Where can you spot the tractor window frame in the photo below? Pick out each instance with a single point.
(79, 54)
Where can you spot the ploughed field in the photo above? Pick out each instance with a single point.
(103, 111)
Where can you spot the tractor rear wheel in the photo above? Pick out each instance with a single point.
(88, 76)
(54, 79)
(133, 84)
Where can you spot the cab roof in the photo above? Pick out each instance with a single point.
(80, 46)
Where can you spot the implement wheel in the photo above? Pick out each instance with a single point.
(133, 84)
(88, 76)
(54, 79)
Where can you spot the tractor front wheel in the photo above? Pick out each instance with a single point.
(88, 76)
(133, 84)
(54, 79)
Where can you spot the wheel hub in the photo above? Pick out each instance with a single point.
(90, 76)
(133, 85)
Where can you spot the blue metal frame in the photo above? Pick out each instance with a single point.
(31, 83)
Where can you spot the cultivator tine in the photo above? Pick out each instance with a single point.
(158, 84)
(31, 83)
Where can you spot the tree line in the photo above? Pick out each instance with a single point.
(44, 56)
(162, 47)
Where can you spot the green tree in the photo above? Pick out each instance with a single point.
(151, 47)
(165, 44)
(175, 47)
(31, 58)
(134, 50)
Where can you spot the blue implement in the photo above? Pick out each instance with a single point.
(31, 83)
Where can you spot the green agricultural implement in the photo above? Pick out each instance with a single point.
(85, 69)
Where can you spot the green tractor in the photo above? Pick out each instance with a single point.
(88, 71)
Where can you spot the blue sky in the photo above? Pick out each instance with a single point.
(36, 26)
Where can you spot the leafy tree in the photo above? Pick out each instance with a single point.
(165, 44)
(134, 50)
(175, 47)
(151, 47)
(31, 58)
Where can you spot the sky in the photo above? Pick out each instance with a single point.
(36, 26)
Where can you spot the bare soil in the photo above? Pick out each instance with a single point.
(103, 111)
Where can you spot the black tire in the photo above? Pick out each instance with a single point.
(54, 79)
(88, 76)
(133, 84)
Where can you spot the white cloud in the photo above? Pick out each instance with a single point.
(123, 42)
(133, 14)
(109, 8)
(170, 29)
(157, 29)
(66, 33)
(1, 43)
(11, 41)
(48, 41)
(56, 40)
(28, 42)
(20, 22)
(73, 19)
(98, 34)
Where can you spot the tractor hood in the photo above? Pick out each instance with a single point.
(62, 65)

══════════

Render the data as a Markdown table with columns "Row" and "Line". Start at the line containing "Where can you spot the green agricultural" and go through the end of the data, numbering each line and skipping blank lines.

Final answer
| Row | Line |
|---|---|
| 1 | Where can you spot the green agricultural implement in the photo above? Pick out each instance with a single point. |
| 2 | (85, 69) |
| 3 | Where can you spot the green tractor in the photo above? Pick out each instance with a single point. |
| 4 | (88, 71) |
| 5 | Where can you spot the blue sky in the photo above? Pick out each instance with a single point. |
| 6 | (36, 26) |
| 7 | Where can you spot the leafy tree in the photo above? Pick out each instance with a single point. |
| 8 | (165, 44) |
| 9 | (134, 50) |
| 10 | (175, 47) |
| 11 | (151, 47) |
| 12 | (31, 58) |
| 13 | Where can you spot the sky in the photo above? Pick out each instance with a single point. |
| 14 | (36, 26) |
| 15 | Where can you spot the bare soil in the photo above? Pick out each instance with a single point. |
| 16 | (103, 111) |
| 17 | Where can you spot the black tire in the photo above? Pick out each instance with a single point. |
| 18 | (54, 79) |
| 19 | (88, 76) |
| 20 | (133, 84) |
| 21 | Where can you spot the white cloud in the photo above? Pick out each instance with a single point. |
| 22 | (123, 42) |
| 23 | (133, 14) |
| 24 | (109, 8) |
| 25 | (170, 29) |
| 26 | (157, 29) |
| 27 | (66, 33) |
| 28 | (1, 43) |
| 29 | (11, 41) |
| 30 | (48, 41) |
| 31 | (56, 40) |
| 32 | (28, 42) |
| 33 | (20, 22) |
| 34 | (73, 19) |
| 35 | (98, 34) |
| 36 | Where can you spot the tractor hood in the photo above? Pick out each instance with a single point. |
| 37 | (62, 65) |